══ Data records
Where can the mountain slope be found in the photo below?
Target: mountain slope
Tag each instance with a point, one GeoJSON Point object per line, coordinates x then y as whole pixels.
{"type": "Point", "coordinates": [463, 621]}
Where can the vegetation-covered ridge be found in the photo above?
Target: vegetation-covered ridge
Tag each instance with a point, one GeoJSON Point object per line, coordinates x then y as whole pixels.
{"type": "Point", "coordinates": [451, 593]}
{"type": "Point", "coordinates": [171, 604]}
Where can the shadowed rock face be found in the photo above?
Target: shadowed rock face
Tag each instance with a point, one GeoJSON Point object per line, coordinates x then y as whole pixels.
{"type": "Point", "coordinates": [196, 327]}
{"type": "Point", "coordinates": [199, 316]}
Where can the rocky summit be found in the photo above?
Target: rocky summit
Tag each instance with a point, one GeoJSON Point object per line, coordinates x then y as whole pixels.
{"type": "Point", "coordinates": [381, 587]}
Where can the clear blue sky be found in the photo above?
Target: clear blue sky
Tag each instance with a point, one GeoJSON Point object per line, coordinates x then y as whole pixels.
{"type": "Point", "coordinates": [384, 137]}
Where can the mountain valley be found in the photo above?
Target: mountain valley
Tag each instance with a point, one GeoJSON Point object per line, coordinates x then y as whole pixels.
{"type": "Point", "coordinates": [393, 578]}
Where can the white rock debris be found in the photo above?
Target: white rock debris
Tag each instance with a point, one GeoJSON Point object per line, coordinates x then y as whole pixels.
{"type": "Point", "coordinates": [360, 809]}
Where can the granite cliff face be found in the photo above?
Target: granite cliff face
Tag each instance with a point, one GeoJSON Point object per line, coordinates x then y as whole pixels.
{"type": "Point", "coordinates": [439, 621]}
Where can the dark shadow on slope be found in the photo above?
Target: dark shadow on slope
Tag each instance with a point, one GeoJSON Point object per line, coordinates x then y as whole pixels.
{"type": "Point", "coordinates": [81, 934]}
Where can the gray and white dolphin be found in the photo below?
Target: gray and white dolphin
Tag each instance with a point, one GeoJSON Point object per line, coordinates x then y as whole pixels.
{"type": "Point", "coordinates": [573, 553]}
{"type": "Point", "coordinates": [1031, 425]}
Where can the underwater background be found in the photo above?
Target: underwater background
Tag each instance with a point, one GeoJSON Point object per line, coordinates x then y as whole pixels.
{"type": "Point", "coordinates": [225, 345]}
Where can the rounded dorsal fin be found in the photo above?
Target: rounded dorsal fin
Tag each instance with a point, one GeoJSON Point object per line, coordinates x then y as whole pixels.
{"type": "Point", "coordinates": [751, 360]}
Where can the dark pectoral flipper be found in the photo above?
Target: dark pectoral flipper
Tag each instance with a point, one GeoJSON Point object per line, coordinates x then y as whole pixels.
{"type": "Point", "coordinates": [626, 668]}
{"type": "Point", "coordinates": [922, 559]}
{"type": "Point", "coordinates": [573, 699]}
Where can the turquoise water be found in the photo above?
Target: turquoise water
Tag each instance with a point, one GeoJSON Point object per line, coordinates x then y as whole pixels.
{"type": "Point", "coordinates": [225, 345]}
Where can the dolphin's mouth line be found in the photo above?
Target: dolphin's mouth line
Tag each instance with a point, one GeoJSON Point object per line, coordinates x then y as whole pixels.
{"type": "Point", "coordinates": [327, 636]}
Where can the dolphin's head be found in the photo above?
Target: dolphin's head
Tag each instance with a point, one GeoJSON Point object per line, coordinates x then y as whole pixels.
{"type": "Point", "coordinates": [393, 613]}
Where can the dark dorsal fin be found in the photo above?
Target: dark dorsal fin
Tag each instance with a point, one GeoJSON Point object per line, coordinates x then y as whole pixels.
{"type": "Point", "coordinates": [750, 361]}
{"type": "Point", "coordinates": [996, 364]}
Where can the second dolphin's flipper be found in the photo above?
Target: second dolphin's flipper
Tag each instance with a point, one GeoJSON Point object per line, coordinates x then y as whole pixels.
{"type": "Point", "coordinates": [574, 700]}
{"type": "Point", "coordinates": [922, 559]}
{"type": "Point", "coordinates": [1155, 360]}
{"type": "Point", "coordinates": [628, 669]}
════
Each line of the material should be duplicated exactly, please.

_Result for this exercise_.
Where can the mountain slope be found in the photo below?
Target: mountain slope
Tag each instance with a point, one GeoJSON Point object per line, coordinates x then y as whole pixels.
{"type": "Point", "coordinates": [463, 621]}
Where can the vegetation-covered ridge be found in the photo above?
Target: vegetation-covered ridge
Tag each instance with a point, one GeoJSON Point object per line, coordinates x then y as whole pixels.
{"type": "Point", "coordinates": [451, 593]}
{"type": "Point", "coordinates": [171, 604]}
Where can the shadowed rock face be found in the photo above?
Target: shadowed rock face
Tag each instance with a point, one GeoJSON Point object per line, coordinates x then y as whole pixels.
{"type": "Point", "coordinates": [196, 327]}
{"type": "Point", "coordinates": [199, 316]}
Where can the rocky summit be found in the photo above?
Target: rocky summit
Tag each instance with a point, one GeoJSON Point object per line, coordinates x then y as whole pixels.
{"type": "Point", "coordinates": [381, 587]}
Where can the clear blue sky be found in the photo above?
Target: clear blue sky
Tag each instance with a point, one GeoJSON Point object per line, coordinates x then y as whole pixels.
{"type": "Point", "coordinates": [384, 137]}
Where can the mountain valley be found in the photo above?
Target: mountain valley
Tag each instance with a point, one GeoJSON Point object per line, coordinates x then y as whole pixels.
{"type": "Point", "coordinates": [393, 578]}
Where can the white rock debris be found in the photo above?
Target: white rock debris
Tag each instance with a point, one GeoJSON Point object per line, coordinates x then y as whole pixels.
{"type": "Point", "coordinates": [360, 809]}
Where can the granite cliff face be found in the photo above?
Target: granite cliff face
Tag each instance with a point, one GeoJSON Point object per line, coordinates x then y as whole pixels.
{"type": "Point", "coordinates": [439, 621]}
Where can the dark shadow on slope be found in the photo above?
Target: dark shadow on slope
Tag each instance with a point, one GeoJSON Point object per line, coordinates x then y as whole pixels.
{"type": "Point", "coordinates": [81, 934]}
Where can the gray and white dolphin be found in the photo below?
Target: gray and white dolphin
Tag each instance with a point, one GeoJSON Point object per line, coordinates x then y as whole pixels.
{"type": "Point", "coordinates": [573, 553]}
{"type": "Point", "coordinates": [1031, 425]}
Where can the underwater background be found in the photo above?
Target: underwater background
Tag each instance with a point, one GeoJSON Point object per line, coordinates x then y as whole pixels.
{"type": "Point", "coordinates": [225, 345]}
Where can the rounded dorsal fin be found in the photo above?
Target: rounded dorsal fin
Tag each instance with a point, one GeoJSON Point object per line, coordinates x then y as whole pixels.
{"type": "Point", "coordinates": [751, 360]}
Where can the dark pectoral flipper be found in the photo above?
Target: dark pectoral flipper
Tag each instance with a point, one GeoJSON Point object per line, coordinates x then y as whole pixels.
{"type": "Point", "coordinates": [626, 668]}
{"type": "Point", "coordinates": [922, 559]}
{"type": "Point", "coordinates": [573, 699]}
Where can the turquoise water be found in the photo above?
Target: turquoise water
Tag each instance with a point, one GeoJSON Point object per line, coordinates x then y as whole pixels.
{"type": "Point", "coordinates": [225, 345]}
Where can the dolphin's mouth line be found in the photo above?
Target: dolphin's mouth line
Tag each instance with a point, one GeoJSON Point object per line, coordinates x then y as whole pixels.
{"type": "Point", "coordinates": [327, 636]}
Where can the dolphin's head be found in the photo above?
Target: dolphin's head
Tag each instance with a point, one GeoJSON Point object per line, coordinates x then y as whole pixels.
{"type": "Point", "coordinates": [393, 613]}
Where can the dark dorsal fin be found in the photo above?
Target: dark dorsal fin
Tag each instance with a point, one GeoJSON Point object per line, coordinates x then y as whole pixels.
{"type": "Point", "coordinates": [750, 361]}
{"type": "Point", "coordinates": [996, 364]}
Where can the second dolphin's flipper be found in the photo above?
Target: second dolphin's flipper
Tag each instance with a point, one GeoJSON Point object per line, coordinates x then y as whole pixels.
{"type": "Point", "coordinates": [574, 700]}
{"type": "Point", "coordinates": [922, 559]}
{"type": "Point", "coordinates": [1155, 360]}
{"type": "Point", "coordinates": [628, 669]}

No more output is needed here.